═════ ESTRATTO DEL DOCUMENTO

Eugenio Bonanata e Giovanni Orsenigo – Città del Vaticano
Walter e Daniela sono marito e moglie. I loro nomi sono di fantasia perchè corrono un rischio enorme a condividere l’esperienza che stanno vivendo. Dopo essersi visti negare l’assegnazione di un alloggio popolare, sono finiti nel cosiddetto “racket delle case” e alla fine hanno trovato riparo all’interno di un vecchio bar abbandonato. “Dormiamo per terra, con l’umido e l’acqua che cade dal tetto”, affermano. “In queste condizioni non posso vivere perché sto morendo”, precisa Daniela alla quale è stato diagnosticato un tumore, in aggiunta alle altre patologie e alle altre operazioni che ha già dovuto affrontare. In tanti li hanno visti vivere per strada, ma nessuno li ha aiutati. “Solo don Antonio – aggiunge Walter – si è fermato per aiutarci”.

══════════
═════ DATI GREZZI

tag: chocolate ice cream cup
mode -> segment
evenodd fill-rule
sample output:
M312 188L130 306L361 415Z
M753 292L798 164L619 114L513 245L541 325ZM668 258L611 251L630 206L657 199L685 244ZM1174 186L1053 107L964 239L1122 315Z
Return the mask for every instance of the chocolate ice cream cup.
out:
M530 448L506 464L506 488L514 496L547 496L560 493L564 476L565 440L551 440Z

══════════

# ESERCIZI DA SVOLGERE:
A - In una-tre frasi, spiega per quale motivo, secondo l'estratto, i nomi di Walter e Daniela sono di fantasia.
B - Scrivi il seguito dell'estratto su Walter e Daniela, riprendendo dopo la sua ultima frase.
Il materiale non ha alcun legame con l'estratto.

# RISPOSTE:
A - I nomi sono di fantasia perché Walter e Daniela corrono un rischio enorme a condividere l'esperienza che stanno vivendo.

B -
La processione della legalità
Il riferimento è a don Antonio Coluccia, sacerdote che da anni è impegnato nella borgata romana di San Basilio per fronteggiare la vendita di sostanze stupefacenti. Lo strumento che utilizza è quello che lui stesso definisce “la processione della legalità”: il religioso ogni sera gira a piedi per le strade del quartiere, insieme alla scorta che gli è stata assegnata, armato soltanto di megafono e Vangelo per fermare la piazza di spaccio almeno per qualche ora.
Robot senza cuore
“Mi sorprende che non ci si lasci più colpire dalle sofferenze delle persone”, commenta don Antonio al fianco di Walter e Daniela. “Stiamo diventando dei robot senza cuore che non hanno più occhi per vedere e braccia per abbracciare”. Ma cosa c’è alla base della vicenda? La ricerca di una dimora ha portato la coppia a conoscere una persona: “l’abbiamo pagata, ci ha aperto la porta e ci ha lasciato le chiavi”, ripetono. Solo dopo, però, hanno scoperto che quell’immobile era sotto sequestro e dunque non solo sono stati cacciati, ma hanno ricevuto anche una denuncia. “Per un anno – raccontano ancora – abbiamo pagato 300 euro al mese di affitto, ma un giorno la persona che ci aveva fatto entrare è venuta a cacciarci”.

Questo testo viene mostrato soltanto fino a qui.